# Input records start

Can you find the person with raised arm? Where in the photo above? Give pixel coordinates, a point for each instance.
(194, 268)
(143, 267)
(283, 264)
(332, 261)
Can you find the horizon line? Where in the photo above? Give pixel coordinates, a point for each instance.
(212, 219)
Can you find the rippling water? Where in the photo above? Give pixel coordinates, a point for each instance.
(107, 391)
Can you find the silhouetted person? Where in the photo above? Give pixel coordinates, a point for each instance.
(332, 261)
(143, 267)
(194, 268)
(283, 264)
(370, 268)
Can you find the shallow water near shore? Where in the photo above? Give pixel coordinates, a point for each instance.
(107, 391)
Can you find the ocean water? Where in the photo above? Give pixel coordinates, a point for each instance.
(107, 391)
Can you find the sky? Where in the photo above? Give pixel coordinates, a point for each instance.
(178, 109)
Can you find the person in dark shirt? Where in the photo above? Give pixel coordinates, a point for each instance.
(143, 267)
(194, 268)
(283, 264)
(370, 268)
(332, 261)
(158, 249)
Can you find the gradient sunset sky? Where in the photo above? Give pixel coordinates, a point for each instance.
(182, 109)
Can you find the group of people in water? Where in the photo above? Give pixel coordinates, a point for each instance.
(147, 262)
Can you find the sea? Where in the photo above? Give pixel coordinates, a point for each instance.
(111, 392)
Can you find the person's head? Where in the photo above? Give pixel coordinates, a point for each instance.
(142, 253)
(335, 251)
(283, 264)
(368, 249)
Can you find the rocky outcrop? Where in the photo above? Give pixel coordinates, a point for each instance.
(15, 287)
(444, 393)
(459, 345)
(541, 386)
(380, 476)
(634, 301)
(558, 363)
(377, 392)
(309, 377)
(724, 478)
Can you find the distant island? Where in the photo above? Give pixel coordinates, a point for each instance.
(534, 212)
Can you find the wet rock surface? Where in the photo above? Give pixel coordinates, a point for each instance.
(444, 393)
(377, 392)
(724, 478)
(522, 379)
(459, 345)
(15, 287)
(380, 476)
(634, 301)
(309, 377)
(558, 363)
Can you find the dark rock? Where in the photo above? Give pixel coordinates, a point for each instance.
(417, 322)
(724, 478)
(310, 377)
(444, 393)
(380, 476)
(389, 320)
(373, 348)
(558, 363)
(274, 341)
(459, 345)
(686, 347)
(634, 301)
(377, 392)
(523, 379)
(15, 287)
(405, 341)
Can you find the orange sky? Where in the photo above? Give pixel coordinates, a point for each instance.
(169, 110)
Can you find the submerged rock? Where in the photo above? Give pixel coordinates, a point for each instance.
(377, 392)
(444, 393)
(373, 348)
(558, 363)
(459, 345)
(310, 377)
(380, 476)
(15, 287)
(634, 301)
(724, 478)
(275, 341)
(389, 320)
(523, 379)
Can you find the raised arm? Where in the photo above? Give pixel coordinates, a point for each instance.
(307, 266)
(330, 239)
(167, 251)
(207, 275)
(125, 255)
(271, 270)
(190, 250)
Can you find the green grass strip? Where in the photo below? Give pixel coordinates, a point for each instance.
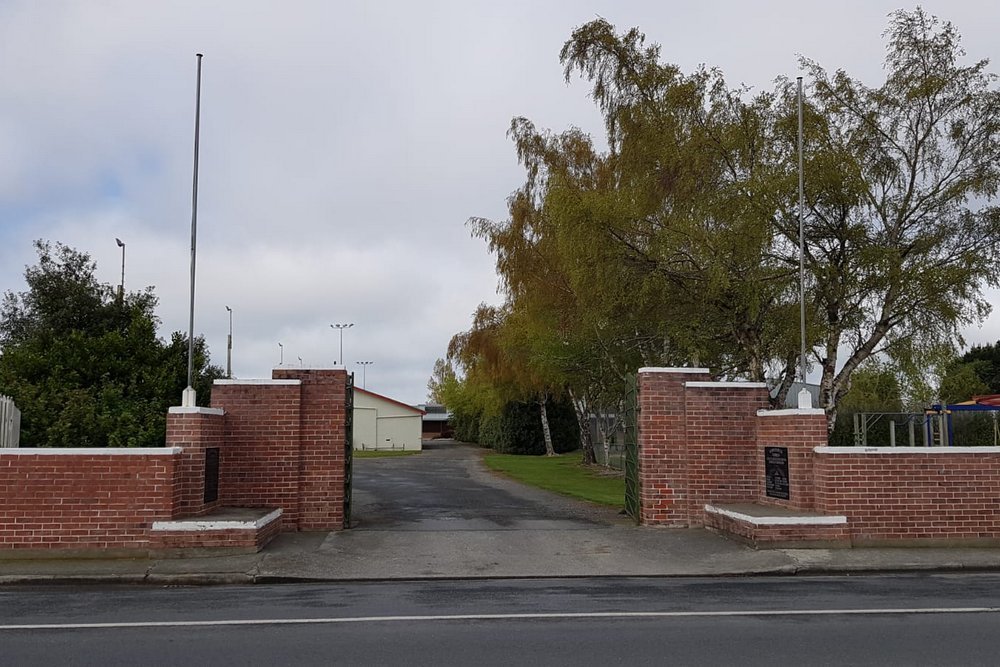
(383, 453)
(562, 474)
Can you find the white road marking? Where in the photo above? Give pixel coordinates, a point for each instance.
(499, 617)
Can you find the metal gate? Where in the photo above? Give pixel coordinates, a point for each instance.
(630, 425)
(348, 447)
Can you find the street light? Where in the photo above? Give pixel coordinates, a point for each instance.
(364, 372)
(121, 290)
(229, 346)
(341, 327)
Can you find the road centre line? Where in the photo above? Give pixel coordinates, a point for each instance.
(501, 617)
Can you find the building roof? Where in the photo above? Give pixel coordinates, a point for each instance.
(391, 400)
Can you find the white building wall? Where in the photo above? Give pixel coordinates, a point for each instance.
(384, 424)
(365, 428)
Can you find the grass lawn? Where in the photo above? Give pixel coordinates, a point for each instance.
(562, 474)
(378, 454)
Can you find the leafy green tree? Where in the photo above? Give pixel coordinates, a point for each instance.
(679, 244)
(962, 382)
(83, 362)
(899, 241)
(986, 360)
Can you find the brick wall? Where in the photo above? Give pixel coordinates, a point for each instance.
(323, 443)
(894, 495)
(84, 499)
(663, 458)
(260, 465)
(194, 430)
(286, 445)
(800, 431)
(721, 436)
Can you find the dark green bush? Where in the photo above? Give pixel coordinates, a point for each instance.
(518, 429)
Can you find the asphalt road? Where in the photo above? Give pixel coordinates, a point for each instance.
(883, 620)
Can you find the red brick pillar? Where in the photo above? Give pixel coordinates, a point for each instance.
(662, 441)
(800, 430)
(323, 446)
(262, 461)
(195, 430)
(721, 439)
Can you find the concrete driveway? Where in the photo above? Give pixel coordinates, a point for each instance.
(446, 488)
(441, 513)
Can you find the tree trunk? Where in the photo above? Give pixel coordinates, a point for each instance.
(546, 433)
(583, 421)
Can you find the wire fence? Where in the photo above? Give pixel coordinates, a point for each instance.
(950, 428)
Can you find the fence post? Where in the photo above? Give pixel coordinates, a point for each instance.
(10, 423)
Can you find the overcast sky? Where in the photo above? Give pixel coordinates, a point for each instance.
(344, 146)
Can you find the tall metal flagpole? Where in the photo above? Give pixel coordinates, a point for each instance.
(802, 253)
(189, 393)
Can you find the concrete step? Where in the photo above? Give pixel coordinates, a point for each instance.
(225, 530)
(772, 527)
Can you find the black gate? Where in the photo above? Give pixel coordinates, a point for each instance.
(630, 424)
(348, 447)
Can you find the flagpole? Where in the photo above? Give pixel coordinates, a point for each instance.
(189, 398)
(802, 253)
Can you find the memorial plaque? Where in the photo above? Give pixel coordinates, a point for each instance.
(211, 474)
(776, 472)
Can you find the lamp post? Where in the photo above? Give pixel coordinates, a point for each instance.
(364, 372)
(341, 327)
(229, 346)
(121, 289)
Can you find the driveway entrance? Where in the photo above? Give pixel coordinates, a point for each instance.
(446, 488)
(442, 514)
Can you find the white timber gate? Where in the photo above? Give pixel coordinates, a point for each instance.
(10, 423)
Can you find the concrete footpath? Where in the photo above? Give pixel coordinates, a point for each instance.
(442, 515)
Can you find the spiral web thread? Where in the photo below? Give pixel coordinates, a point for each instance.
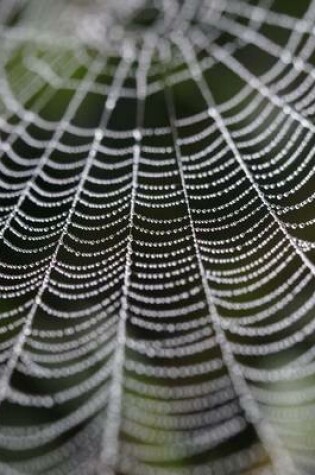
(157, 234)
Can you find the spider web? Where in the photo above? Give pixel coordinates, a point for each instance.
(157, 237)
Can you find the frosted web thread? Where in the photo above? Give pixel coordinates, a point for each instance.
(157, 254)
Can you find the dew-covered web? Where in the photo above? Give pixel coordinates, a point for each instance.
(157, 237)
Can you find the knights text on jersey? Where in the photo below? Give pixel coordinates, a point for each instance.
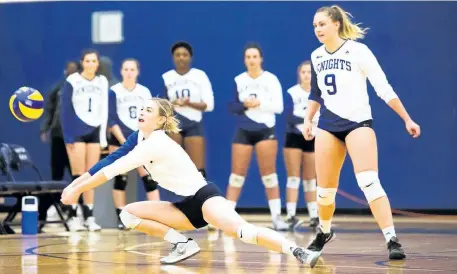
(267, 89)
(338, 82)
(84, 106)
(125, 105)
(165, 160)
(194, 85)
(296, 109)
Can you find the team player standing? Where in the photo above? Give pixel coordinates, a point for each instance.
(84, 115)
(125, 100)
(190, 91)
(298, 152)
(257, 100)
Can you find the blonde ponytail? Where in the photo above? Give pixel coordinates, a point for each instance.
(348, 29)
(171, 124)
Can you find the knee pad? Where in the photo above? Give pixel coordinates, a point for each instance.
(236, 180)
(326, 196)
(369, 183)
(120, 182)
(149, 183)
(203, 172)
(248, 233)
(129, 220)
(270, 181)
(309, 185)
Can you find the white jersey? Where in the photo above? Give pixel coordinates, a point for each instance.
(165, 160)
(194, 85)
(90, 98)
(300, 101)
(341, 84)
(267, 89)
(128, 103)
(84, 105)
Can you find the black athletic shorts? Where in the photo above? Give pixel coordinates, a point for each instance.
(294, 140)
(341, 135)
(247, 137)
(112, 141)
(192, 206)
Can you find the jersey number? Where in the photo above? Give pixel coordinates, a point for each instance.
(90, 104)
(331, 83)
(133, 113)
(184, 93)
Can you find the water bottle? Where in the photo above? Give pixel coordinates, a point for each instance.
(29, 215)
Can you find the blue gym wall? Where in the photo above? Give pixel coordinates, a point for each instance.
(415, 43)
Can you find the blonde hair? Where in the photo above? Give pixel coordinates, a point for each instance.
(348, 29)
(171, 124)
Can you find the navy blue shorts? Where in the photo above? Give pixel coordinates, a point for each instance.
(294, 140)
(247, 137)
(192, 206)
(341, 135)
(92, 137)
(195, 129)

# Input records end

Reproduce the entries from the line that contains "Can you find the blonde hair?" through the end of the entries, including both ends.

Can you find the blonde hair? Where in the photo above? Give pixel coordinates, a point for each instance.
(348, 29)
(171, 124)
Can you find the navy blue shorts? Where in the photo above? Give pixel coordinates, a point for each instance.
(294, 140)
(247, 137)
(192, 206)
(341, 135)
(92, 137)
(195, 129)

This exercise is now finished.